═══ FRAGMENT ═══

Zrodlo - informacje o książce

Powołanie człowieka. Katecheza dorosłych

ks. Wiesław Piotrowski (red.)

fragment tekstu:

1. Bóg wybierał ludzi, aby byli Jego rękami i ustami

Kiedy otwieramy Pismo Święte i uważnie je czytamy, zauważamy, że autorzy natchnieni bardzo często przypominają o niezwykłej trosce Boga o człowieka. Ma się wrażenie, że Bóg jest niezmordowany i wciąż ma na uwadze dobro ludzi. Zatroskany o nich wychodzi im stale na spotkanie, mimo iż oni odwracają się od Niego i popadają w różnego rodzaju zło. Na różne sposoby ich wtedy wspomaga wyciągając z nieszczęść, które na siebie sprowadzili. Łatwo też można zauważyć, że posługiwał się wówczas wybranymi przez siebie ludźmi.

═══ DANE ═══

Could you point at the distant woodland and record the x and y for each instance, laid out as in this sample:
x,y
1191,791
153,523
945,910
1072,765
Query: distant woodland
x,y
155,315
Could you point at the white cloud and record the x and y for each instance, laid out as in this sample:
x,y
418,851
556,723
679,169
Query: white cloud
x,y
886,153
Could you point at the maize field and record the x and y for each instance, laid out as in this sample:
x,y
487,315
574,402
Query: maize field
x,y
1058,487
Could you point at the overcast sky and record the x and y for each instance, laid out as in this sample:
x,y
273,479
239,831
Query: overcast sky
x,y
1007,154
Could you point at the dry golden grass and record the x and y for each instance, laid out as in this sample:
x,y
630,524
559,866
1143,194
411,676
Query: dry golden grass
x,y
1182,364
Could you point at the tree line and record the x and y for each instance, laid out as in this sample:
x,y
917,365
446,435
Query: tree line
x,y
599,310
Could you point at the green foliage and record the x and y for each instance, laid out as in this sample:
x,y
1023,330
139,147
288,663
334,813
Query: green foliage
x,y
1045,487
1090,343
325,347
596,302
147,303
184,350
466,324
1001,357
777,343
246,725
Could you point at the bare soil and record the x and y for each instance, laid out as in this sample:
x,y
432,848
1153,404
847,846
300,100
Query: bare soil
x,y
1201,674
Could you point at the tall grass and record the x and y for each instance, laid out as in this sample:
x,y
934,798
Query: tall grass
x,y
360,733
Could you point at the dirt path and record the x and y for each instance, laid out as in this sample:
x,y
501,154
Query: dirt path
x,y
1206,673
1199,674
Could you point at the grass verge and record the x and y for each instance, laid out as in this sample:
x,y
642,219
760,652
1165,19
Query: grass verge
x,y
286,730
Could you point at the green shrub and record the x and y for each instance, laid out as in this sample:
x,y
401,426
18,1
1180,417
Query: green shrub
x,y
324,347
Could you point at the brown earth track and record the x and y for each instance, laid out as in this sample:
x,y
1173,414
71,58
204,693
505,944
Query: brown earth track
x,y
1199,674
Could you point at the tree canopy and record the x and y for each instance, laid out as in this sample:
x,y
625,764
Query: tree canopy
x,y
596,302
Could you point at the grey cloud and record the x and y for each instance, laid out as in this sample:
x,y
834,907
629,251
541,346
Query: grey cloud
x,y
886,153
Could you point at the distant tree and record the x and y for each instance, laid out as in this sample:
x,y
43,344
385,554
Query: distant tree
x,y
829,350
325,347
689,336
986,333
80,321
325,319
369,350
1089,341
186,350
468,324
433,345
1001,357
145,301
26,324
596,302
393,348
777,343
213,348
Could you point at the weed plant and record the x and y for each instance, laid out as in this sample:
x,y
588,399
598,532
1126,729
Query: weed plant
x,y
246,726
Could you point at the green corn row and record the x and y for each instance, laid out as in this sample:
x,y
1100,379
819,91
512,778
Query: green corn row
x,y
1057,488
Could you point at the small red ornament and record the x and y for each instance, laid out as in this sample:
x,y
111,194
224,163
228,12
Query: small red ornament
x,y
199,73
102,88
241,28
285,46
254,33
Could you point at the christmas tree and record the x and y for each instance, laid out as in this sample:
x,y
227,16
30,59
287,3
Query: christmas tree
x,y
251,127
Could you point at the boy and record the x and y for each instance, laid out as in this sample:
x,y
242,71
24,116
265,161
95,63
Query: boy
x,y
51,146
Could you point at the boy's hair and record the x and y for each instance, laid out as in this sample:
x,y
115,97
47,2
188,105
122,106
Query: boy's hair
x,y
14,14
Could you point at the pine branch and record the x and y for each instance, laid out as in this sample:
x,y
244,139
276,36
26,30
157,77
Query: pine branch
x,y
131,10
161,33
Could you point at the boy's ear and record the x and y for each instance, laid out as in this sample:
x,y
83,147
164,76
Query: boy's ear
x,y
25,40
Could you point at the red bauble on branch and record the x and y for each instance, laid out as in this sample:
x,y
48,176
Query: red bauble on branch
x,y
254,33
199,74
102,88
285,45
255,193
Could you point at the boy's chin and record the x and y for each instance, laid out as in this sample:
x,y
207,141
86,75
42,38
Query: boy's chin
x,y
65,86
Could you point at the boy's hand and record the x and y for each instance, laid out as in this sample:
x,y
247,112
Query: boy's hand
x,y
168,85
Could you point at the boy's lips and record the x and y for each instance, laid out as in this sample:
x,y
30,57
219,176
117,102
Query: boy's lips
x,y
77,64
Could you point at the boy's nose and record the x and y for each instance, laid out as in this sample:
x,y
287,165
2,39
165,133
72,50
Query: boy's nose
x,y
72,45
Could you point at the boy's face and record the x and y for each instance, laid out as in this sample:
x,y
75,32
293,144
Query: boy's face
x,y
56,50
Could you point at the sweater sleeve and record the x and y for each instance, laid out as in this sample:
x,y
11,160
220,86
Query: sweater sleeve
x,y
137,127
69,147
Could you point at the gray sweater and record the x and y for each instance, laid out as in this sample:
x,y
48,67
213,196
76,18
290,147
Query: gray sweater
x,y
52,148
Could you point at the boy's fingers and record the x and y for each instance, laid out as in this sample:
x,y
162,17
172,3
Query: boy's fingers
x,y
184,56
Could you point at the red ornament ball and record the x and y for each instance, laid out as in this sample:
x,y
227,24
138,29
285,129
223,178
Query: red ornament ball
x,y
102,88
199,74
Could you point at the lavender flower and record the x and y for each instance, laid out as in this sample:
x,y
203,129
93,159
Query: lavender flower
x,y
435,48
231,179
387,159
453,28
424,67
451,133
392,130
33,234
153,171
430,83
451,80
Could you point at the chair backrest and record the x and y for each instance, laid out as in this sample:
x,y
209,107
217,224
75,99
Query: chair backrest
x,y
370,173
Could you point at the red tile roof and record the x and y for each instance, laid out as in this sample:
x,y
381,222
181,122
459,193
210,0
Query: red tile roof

═══

_LISTA ZADAŃ:_
[A] Kim posługiwał się Bóg, gdy wspomagał ludzi, według fragmentu?
[B] Proszę przepisać z fragmentu tekst od słów „ks. Wiesław Piotrowski” aż do słów „przez siebie ludźmi.” włącznie, zamieniając „Pismo Święte” na „Biblię”.

_ODPOWIEDZI DO ZADAŃ:_
[A] Wybranymi przez siebie ludźmi.

[B]
ks. Wiesław Piotrowski (red.)

fragment tekstu:

1. Bóg wybierał ludzi, aby byli Jego rękami i ustami

Kiedy otwieramy Biblię i uważnie je czytamy, zauważamy, że autorzy natchnieni bardzo często przypominają o niezwykłej trosce Boga o człowieka. Ma się wrażenie, że Bóg jest niezmordowany i wciąż ma na uwadze dobro ludzi. Zatroskany o nich wychodzi im stale na spotkanie, mimo iż oni odwracają się od Niego i popadają w różnego rodzaju zło. Na różne sposoby ich wtedy wspomaga wyciągając z nieszczęść, które na siebie sprowadzili. Łatwo też można zauważyć, że posługiwał się wówczas wybranymi przez siebie ludźmi.